図2】本発明による補償手段/支持支承部プロファイリング(「シェル-ディスク設計」)を用いて、ドラムブレーキ上で横方向オフセットがどのように改善されるかを例として示す。摩擦ライニングの耐用年数にわたって、トレーリングブレーキシュー7の支持支承部接触点における横方向オフセットは、結果的に約4分の1になる。つまり、変位運動は、図1のような初期設計に関して、例えば、約1.77/1.91mmまで減少する。当業者には更に認められるように、本発明による特に有利な設計では、関連するライニングシューの半径の中心は、その開始点から距離Y1c/Y1dだけオフセットされる。
図3-4】本発明による別の更なる発展形態を例示的な実施形態として示す。これには、軸Rkに関してY1c/Y1dのオフセットを有する変形形態が含まれる(図3では摩耗していない新しい状態で示されている)。このオフセットに起因して、接触点は、上記軸「Rk」よりY1a/Y1bだけ上方に位置する。ライニングの摩耗が増加し、摩耗の度合いが最大のとき、接触点は、Rkの軸中心上でY1’a/Y1’bまで移動する(図4参照)。このオフセットに起因して、Rkの軸に関する最大間隔(Y1a、Y1b、Y1’a、及びY1’b)は、図2に示すよりも約1/2だけ小さくなる。
図5】例えば図2の細部Vに基づいて、幾何学的に実施される横方向オフセット補償を有する支持支承部を例として示す。
【発明を実施するための形態】
【0016】
本発明は、一般に、自動車のための、本発明にしたがって設計されたドラムブレーキ1、又は1つ又は複数のドラムブレーキ1を有する電子式ブレーキシステムに関する。これは、一般に、非通電時に開放されるように設計された電気式常用ブレーキ装置であってもよいし、非通電時に駐車動作を付与するように設計された電気式駐車ブレーキ装置であってもよく、駐車ブレーキ装置と常用ブレーキ装置とを組み合わせたものに基づく組み合わせも同様に可能である。
【0017】
これに関連して、概略図は、ドラムブレーキ1を一般に示しており、ドラムブレーキ1は、例として、また簡略化の目的で、特殊なシンプレックスタイプのドラムブレーキであり、したがって、単純な常用ブレーキとして示されている。簡単のため、図面では駐車ブレーキ装置を示していないが、駐車ブレーキは、原理上追加可能であり、非通電時に駐車動作を付与するために設けられる。最終的には、更に別のタイプのブレーキ(例えば、デュアルサーボ、デュプレックス、デュアルデュプレックス)もまた設計の側面から原理上可能である。

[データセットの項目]

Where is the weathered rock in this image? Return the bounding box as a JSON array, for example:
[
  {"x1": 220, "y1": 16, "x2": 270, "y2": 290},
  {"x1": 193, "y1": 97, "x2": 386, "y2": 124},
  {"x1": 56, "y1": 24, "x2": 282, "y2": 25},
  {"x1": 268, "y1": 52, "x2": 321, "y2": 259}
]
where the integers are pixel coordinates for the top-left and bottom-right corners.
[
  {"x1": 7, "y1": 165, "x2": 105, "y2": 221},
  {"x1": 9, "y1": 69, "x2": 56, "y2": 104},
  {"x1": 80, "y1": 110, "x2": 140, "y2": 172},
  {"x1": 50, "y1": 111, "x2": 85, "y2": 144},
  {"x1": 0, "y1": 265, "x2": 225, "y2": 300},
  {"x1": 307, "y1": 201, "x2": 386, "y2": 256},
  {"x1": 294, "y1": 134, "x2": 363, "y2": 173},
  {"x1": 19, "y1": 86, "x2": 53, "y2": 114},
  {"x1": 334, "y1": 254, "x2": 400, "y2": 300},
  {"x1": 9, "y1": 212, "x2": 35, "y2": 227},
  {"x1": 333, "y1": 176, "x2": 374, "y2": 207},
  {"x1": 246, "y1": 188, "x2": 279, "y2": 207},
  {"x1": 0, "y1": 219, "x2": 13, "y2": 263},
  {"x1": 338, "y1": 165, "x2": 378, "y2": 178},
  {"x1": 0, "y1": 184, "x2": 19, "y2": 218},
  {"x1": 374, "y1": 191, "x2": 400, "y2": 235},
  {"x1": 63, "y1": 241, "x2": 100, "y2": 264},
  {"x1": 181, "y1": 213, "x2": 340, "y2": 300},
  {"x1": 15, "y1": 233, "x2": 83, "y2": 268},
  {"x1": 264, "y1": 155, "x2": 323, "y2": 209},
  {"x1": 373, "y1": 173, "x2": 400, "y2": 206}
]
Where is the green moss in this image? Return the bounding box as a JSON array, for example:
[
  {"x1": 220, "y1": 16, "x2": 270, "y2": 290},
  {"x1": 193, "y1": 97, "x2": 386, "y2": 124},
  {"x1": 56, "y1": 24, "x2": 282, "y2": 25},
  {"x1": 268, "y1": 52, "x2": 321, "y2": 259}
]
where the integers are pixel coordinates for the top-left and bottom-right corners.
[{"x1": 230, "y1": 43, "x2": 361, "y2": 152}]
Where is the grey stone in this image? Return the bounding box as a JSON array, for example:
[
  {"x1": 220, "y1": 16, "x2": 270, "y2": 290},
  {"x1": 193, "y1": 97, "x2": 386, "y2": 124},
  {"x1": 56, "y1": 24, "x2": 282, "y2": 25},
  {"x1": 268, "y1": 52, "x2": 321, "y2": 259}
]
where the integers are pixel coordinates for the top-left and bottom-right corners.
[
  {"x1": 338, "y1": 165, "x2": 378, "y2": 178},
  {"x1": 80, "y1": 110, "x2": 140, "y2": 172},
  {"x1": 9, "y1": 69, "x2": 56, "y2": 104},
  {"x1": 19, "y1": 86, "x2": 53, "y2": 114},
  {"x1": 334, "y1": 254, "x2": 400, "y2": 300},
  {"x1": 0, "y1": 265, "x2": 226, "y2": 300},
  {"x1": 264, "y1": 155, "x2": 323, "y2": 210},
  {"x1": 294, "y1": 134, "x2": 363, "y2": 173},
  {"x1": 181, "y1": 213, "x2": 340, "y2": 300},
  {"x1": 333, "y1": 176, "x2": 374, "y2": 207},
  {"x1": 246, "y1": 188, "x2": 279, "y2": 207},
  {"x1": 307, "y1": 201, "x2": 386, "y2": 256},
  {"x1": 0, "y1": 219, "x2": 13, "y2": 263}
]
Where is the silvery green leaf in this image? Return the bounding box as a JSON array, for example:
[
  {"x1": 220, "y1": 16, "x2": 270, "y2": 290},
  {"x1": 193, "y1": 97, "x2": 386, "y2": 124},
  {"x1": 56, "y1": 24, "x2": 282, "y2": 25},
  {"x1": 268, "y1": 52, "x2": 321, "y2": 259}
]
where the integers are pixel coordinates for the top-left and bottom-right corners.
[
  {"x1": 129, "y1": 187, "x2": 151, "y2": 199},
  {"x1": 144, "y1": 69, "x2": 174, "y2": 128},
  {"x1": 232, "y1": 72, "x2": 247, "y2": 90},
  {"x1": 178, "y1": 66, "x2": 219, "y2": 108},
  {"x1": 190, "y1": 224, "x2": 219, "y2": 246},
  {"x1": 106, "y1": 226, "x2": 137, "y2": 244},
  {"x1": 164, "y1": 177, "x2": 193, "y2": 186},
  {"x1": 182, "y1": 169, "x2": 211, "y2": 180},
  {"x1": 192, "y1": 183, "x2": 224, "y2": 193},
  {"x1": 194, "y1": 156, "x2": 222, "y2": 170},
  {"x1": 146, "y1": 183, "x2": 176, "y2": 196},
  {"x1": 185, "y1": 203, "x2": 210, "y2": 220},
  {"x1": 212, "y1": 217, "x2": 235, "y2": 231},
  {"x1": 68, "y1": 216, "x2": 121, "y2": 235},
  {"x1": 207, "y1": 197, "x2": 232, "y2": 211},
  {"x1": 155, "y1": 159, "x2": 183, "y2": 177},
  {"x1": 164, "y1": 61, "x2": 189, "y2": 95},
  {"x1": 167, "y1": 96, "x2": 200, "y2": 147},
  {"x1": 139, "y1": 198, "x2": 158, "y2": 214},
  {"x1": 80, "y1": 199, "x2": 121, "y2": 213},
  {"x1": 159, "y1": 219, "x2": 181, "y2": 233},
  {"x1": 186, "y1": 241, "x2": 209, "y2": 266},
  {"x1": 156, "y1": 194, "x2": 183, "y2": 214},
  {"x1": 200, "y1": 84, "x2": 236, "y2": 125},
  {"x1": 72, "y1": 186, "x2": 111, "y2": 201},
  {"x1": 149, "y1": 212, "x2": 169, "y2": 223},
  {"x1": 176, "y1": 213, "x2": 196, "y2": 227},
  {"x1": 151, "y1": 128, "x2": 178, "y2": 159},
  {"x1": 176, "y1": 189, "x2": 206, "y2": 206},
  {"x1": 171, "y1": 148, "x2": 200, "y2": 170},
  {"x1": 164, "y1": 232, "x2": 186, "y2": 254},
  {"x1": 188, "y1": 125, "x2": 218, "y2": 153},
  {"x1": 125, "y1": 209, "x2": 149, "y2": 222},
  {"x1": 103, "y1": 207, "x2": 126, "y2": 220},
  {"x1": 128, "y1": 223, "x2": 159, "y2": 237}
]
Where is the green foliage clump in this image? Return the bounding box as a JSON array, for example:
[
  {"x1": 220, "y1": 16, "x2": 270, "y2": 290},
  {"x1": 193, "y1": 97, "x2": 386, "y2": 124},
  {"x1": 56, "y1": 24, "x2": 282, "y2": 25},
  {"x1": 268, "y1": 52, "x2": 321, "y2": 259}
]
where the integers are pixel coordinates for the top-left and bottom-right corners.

課題 1 →
本文抜粋について、次の問いに答えてください。
(a) 摩擦ライニングの耐用年数にわたって、トレーリングブレーキシュー7の支持支承部接触点における横方向オフセットは、結果的にどの程度になりますか。
(b) 簡単のため、図面で示されていない装置は何ですか。
(c) ドラムブレーキ1は、例として、また簡略化の目的で、どのタイプのドラムブレーキとして示されていますか。
課題 2 → 本文抜粋の「図5】例えば図2の細部Vに基」から「み合わせも同様に可能である。」までを、両端を含めて一字一句変えずに繰り返してください。
本文抜粋の記述だけを根拠に答えてください。

解答 1 →
(a) 約4分の1になります。
(b) 駐車ブレーキ装置です。
(c) 特殊なシンプレックスタイプのドラムブレーキです。

解答 2 →
図5】例えば図2の細部Vに基づいて、幾何学的に実施される横方向オフセット補償を有する支持支承部を例として示す。
【発明を実施するための形態】
【0016】
本発明は、一般に、自動車のための、本発明にしたがって設計されたドラムブレーキ1、又は1つ又は複数のドラムブレーキ1を有する電子式ブレーキシステムに関する。これは、一般に、非通電時に開放されるように設計された電気式常用ブレーキ装置であってもよいし、非通電時に駐車動作を付与するように設計された電気式駐車ブレーキ装置であってもよく、駐車ブレーキ装置と常用ブレーキ装置とを組み合わせたものに基づく組み合わせも同様に可能である。